Work to complete: Retype exactly the lines that run from the line with "Reviewer check: make sure each instance of the butterfly leg" to the final line of the entries, keeping both ends and nothing else.

[Stored dataset items]

▼▼▼

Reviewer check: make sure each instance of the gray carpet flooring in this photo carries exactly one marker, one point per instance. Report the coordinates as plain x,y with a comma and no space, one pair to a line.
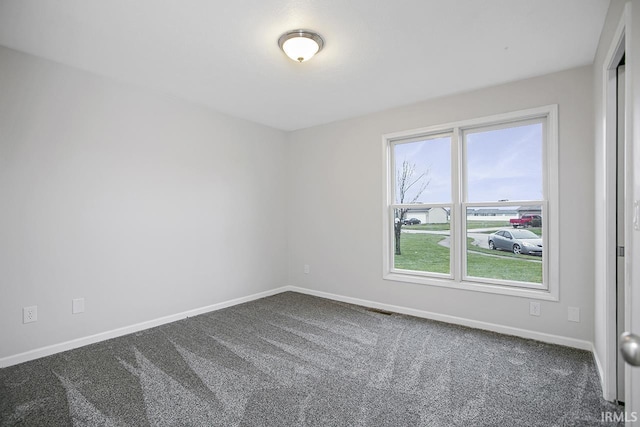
297,360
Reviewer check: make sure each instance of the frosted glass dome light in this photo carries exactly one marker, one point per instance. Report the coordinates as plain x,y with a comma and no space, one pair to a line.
300,45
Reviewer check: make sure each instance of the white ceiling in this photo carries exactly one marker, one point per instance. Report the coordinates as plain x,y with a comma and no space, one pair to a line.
378,54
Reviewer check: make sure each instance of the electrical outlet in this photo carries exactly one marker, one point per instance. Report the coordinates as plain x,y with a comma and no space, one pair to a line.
574,314
534,308
30,314
77,306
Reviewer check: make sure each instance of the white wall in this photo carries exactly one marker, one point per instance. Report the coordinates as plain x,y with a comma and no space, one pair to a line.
336,174
143,204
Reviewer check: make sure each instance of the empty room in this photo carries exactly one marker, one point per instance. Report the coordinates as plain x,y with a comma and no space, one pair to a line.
319,213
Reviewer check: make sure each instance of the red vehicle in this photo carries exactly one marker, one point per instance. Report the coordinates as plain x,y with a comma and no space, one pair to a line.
527,220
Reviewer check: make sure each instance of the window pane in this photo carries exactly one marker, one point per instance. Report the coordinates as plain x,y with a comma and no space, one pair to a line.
504,164
505,243
422,240
423,171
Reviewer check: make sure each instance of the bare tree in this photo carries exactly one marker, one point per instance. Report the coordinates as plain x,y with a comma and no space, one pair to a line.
406,179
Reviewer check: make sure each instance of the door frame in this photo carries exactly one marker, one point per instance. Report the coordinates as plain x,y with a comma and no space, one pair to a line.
617,49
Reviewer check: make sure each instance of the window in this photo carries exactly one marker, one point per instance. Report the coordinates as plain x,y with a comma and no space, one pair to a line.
474,204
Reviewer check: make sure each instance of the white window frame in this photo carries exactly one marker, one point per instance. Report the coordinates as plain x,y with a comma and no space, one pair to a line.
549,290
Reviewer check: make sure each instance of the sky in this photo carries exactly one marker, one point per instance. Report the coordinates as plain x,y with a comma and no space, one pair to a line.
502,164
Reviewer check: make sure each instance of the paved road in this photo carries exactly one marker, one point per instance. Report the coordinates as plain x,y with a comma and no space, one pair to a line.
480,240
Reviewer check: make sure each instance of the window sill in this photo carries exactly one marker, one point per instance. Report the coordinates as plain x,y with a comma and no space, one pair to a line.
540,294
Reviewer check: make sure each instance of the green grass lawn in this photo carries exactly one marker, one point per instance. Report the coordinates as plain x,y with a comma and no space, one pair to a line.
421,252
470,225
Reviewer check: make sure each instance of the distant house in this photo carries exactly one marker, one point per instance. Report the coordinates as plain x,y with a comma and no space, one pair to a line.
491,214
529,210
429,215
437,216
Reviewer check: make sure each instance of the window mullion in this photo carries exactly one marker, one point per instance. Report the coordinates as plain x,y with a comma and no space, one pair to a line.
457,190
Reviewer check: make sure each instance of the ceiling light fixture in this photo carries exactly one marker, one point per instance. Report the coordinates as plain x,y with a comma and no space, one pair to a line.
300,45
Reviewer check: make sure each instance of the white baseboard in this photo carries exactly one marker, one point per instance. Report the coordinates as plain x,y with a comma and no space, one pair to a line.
507,330
102,336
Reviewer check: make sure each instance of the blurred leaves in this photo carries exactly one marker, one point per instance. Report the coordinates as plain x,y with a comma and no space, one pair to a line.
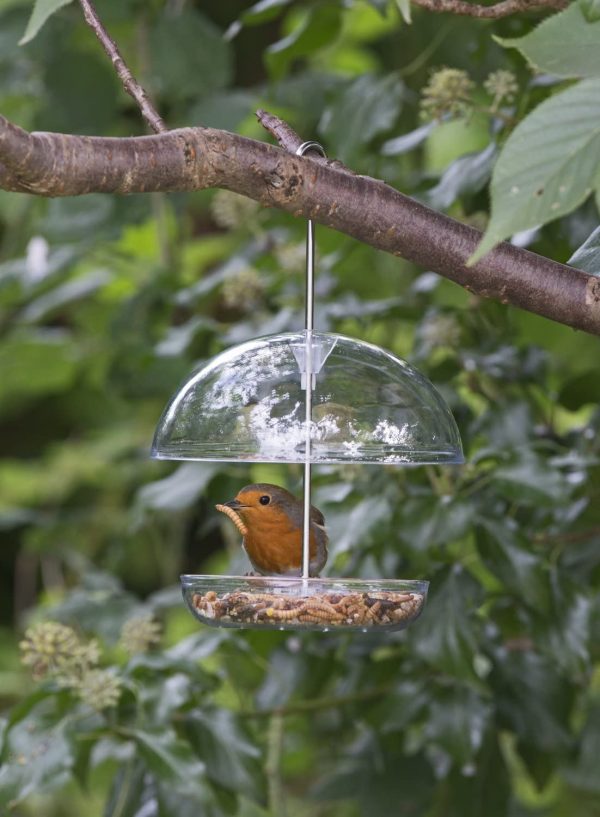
565,45
488,704
587,257
42,9
368,106
563,134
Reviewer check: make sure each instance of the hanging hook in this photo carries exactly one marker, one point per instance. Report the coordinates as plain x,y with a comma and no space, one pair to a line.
310,246
309,321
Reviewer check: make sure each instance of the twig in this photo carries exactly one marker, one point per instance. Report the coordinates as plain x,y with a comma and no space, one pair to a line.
280,130
495,12
54,164
130,83
290,141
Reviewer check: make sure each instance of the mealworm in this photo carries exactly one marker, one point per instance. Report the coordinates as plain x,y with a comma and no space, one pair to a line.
234,518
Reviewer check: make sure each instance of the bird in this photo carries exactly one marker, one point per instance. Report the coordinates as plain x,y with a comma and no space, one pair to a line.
271,524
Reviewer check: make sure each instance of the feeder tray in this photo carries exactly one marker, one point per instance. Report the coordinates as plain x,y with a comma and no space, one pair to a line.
307,397
304,604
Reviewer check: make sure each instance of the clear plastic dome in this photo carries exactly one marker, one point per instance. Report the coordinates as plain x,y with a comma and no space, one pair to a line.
248,404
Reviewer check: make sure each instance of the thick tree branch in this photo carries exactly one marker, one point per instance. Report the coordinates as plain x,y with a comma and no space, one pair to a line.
130,83
51,164
494,12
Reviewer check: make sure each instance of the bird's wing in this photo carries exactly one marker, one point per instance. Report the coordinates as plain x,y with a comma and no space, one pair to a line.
316,517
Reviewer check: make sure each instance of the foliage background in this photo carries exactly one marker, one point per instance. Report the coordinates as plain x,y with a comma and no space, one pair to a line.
490,704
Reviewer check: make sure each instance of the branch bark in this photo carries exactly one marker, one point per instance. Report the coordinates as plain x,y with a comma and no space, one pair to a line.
130,83
503,9
51,164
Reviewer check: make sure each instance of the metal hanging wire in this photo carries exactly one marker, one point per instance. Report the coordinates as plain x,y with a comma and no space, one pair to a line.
308,325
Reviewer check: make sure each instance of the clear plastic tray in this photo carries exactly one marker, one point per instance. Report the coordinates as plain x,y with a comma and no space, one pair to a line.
290,603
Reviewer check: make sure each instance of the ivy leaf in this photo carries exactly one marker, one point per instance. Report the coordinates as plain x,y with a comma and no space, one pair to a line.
40,13
532,699
564,45
263,11
446,636
563,133
40,757
583,773
170,759
507,556
457,723
587,257
231,759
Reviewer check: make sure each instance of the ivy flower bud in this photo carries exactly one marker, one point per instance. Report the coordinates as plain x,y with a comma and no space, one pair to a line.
448,93
49,648
100,689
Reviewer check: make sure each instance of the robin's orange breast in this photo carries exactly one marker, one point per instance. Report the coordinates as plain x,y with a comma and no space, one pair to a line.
274,546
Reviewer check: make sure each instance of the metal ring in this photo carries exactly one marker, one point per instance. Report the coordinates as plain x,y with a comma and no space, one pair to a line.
306,146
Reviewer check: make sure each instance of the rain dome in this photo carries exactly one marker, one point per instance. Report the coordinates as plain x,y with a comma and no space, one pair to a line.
368,406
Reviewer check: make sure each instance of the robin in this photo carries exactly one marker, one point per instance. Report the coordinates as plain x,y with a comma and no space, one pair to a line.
270,520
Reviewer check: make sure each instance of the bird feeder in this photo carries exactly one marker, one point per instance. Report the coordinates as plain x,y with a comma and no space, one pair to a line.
312,398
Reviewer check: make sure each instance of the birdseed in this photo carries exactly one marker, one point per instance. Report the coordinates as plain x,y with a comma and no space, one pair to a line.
362,610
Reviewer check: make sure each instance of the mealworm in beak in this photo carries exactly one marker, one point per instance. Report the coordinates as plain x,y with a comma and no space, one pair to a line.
235,518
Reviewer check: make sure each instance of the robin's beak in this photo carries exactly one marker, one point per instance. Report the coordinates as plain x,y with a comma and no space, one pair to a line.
235,504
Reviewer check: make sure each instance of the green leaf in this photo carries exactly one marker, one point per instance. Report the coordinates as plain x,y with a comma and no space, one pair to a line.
177,491
170,759
62,296
404,9
591,9
445,635
529,480
319,28
509,558
583,772
408,141
39,757
262,11
231,759
579,391
565,45
128,791
532,699
368,106
563,133
40,13
458,720
33,364
587,257
189,56
469,174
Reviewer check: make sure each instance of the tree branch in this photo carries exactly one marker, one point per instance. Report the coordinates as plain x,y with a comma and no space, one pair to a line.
52,164
130,83
494,12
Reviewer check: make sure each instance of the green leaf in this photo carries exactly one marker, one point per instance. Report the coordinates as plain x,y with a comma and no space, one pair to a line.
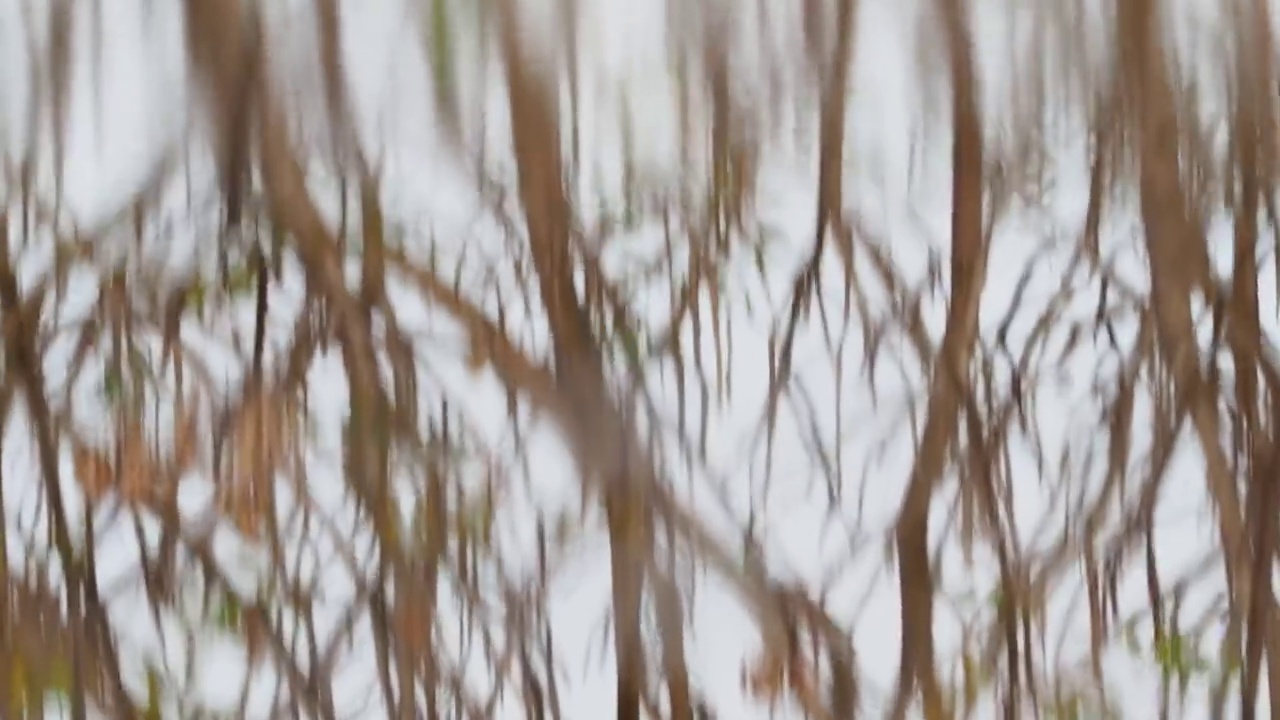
228,613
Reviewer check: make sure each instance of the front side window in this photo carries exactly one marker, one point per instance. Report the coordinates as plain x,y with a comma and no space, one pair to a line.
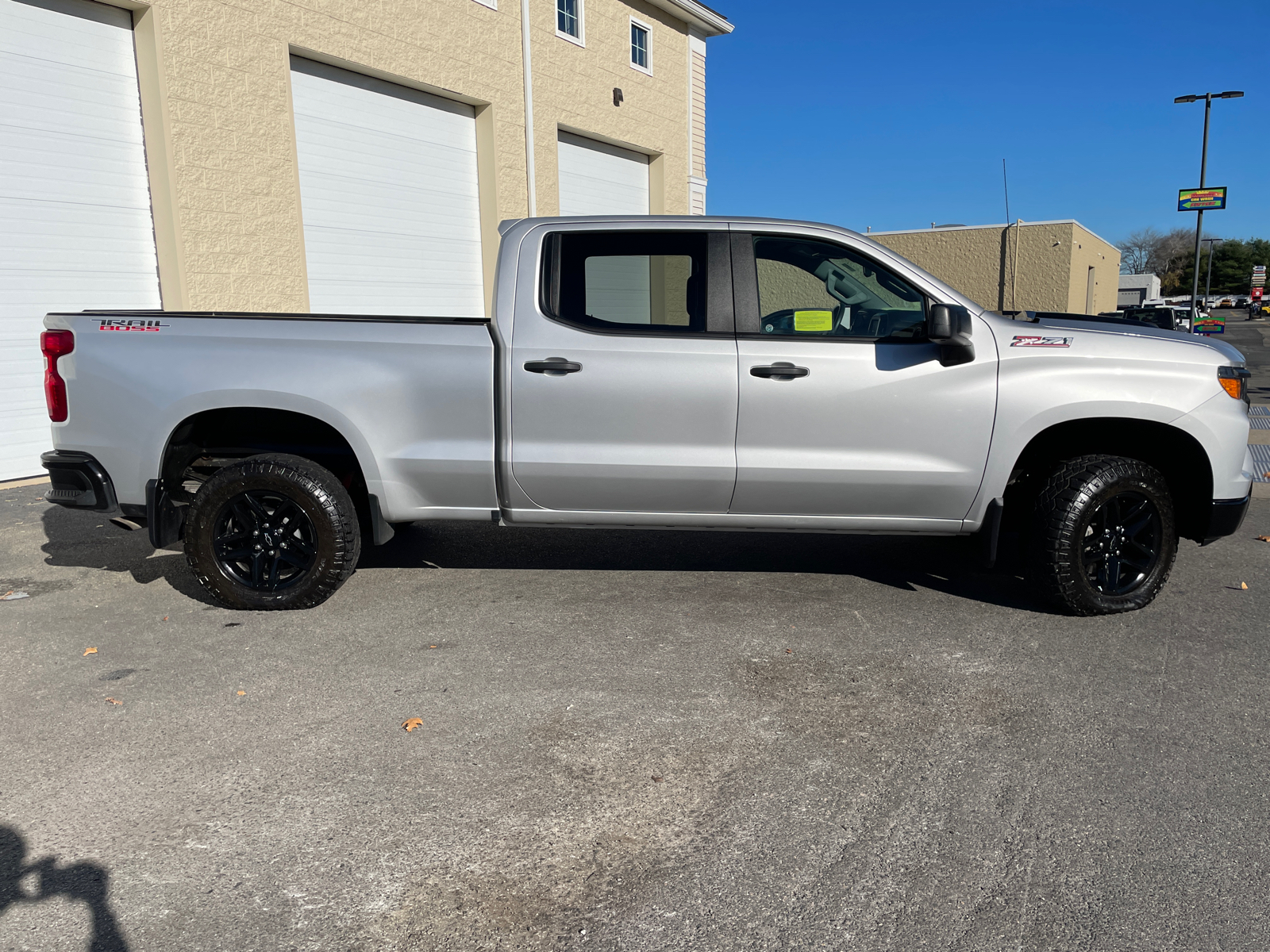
818,290
567,18
638,282
639,46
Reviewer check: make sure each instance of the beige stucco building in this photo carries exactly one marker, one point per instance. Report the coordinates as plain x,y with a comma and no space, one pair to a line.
220,132
1047,266
319,155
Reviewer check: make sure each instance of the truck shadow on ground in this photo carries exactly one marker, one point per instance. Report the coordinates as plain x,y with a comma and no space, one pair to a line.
952,565
84,882
88,539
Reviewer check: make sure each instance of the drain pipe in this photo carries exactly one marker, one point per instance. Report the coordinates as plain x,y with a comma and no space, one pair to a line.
529,107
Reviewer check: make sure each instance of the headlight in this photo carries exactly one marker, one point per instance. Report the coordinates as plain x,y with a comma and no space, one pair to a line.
1233,381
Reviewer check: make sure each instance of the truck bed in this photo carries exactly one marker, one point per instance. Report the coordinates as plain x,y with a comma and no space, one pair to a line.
413,397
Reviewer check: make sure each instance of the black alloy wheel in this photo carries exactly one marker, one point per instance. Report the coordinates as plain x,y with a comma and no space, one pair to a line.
1122,543
264,541
1104,536
272,532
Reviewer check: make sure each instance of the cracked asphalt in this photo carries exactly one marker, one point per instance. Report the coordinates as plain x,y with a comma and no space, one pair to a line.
632,740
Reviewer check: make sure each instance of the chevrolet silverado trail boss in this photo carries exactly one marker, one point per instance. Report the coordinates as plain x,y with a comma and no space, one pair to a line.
662,372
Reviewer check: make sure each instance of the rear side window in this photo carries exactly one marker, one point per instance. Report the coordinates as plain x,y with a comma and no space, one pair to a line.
810,289
634,282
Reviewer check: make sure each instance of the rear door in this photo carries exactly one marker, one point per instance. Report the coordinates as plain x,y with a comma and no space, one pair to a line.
845,408
624,378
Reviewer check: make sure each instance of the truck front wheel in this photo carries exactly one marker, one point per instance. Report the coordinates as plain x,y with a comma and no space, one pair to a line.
1104,535
272,531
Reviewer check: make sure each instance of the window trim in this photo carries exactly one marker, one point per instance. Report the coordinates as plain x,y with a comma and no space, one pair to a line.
581,40
721,321
749,315
648,48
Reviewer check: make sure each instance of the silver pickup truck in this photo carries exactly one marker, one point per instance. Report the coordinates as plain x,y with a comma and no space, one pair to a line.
662,372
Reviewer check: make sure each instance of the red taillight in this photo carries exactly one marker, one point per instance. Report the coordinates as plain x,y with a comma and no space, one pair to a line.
55,343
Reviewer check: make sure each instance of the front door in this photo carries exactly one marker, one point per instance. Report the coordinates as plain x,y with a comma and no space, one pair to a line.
624,380
845,408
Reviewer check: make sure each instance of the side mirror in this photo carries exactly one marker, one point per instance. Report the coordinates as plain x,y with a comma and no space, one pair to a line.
949,327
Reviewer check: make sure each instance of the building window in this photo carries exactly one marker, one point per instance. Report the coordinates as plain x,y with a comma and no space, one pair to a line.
639,48
569,19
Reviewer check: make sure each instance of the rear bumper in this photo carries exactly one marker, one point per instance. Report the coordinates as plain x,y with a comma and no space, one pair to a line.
1227,517
78,482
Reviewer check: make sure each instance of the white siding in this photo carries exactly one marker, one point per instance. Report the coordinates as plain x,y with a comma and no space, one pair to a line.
601,179
75,225
387,183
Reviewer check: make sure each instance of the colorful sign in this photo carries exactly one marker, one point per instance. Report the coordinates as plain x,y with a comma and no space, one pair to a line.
1200,200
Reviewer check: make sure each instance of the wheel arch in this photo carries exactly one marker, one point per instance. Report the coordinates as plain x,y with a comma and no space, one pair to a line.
211,438
1175,454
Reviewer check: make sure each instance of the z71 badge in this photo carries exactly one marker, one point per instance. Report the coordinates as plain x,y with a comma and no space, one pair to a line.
129,325
1024,340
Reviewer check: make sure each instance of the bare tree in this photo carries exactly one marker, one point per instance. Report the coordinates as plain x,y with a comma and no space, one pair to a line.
1138,251
1174,251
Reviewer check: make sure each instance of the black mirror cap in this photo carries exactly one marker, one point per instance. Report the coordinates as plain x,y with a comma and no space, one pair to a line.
948,323
949,327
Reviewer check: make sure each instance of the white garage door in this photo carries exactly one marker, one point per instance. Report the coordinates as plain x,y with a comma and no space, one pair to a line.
75,226
387,181
601,179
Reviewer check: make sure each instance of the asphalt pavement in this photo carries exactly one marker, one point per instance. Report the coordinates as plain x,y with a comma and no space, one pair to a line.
629,740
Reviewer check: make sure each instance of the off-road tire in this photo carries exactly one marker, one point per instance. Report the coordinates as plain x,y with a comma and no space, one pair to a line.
1073,501
315,492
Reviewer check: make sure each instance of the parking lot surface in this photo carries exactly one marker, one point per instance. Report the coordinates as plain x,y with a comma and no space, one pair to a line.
630,740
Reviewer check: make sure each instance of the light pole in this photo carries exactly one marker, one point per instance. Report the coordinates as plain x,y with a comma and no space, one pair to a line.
1208,281
1203,168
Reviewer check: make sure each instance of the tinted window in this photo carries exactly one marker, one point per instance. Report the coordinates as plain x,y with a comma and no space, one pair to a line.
814,289
629,281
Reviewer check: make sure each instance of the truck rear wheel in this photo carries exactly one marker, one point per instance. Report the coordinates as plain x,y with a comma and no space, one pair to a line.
1104,536
272,531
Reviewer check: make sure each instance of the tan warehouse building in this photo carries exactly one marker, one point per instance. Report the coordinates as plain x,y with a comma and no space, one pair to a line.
1045,266
313,155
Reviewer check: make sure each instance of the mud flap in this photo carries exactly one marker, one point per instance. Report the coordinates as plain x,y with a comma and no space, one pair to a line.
164,518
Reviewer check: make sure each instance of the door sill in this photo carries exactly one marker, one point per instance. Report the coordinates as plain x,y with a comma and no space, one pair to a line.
732,522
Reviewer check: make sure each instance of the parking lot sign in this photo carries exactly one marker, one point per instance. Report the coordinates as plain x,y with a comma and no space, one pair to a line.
1200,200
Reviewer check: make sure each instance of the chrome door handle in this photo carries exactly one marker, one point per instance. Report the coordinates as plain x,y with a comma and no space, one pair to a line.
552,366
779,371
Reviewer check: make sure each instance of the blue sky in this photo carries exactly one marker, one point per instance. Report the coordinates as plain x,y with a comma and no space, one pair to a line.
897,114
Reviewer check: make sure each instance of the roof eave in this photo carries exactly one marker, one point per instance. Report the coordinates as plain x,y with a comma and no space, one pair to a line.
696,16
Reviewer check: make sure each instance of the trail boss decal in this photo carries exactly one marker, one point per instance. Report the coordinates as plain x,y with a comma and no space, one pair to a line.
1026,340
130,325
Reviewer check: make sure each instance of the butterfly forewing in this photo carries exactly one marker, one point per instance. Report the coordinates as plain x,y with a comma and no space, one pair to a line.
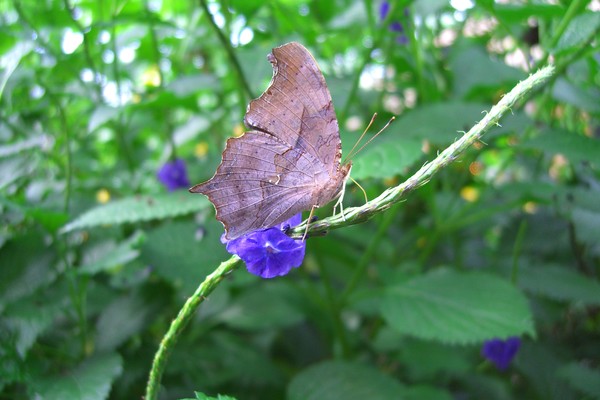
290,162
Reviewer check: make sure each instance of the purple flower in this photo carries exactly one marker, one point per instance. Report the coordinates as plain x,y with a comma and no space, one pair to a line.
396,27
173,175
501,352
269,252
384,9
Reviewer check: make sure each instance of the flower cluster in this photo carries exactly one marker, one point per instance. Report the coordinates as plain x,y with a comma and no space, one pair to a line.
173,175
269,252
501,352
395,26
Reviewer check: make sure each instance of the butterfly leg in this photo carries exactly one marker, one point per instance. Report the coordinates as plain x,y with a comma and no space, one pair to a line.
339,202
312,211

▲▲▲

Exercise result:
Reviewer check: make sure each instance of the butterfly leg in this photo carries exactly one marker, one point per instance. Report the coordinates as plain x,y with a comma and no space, one pair to a line.
339,202
312,211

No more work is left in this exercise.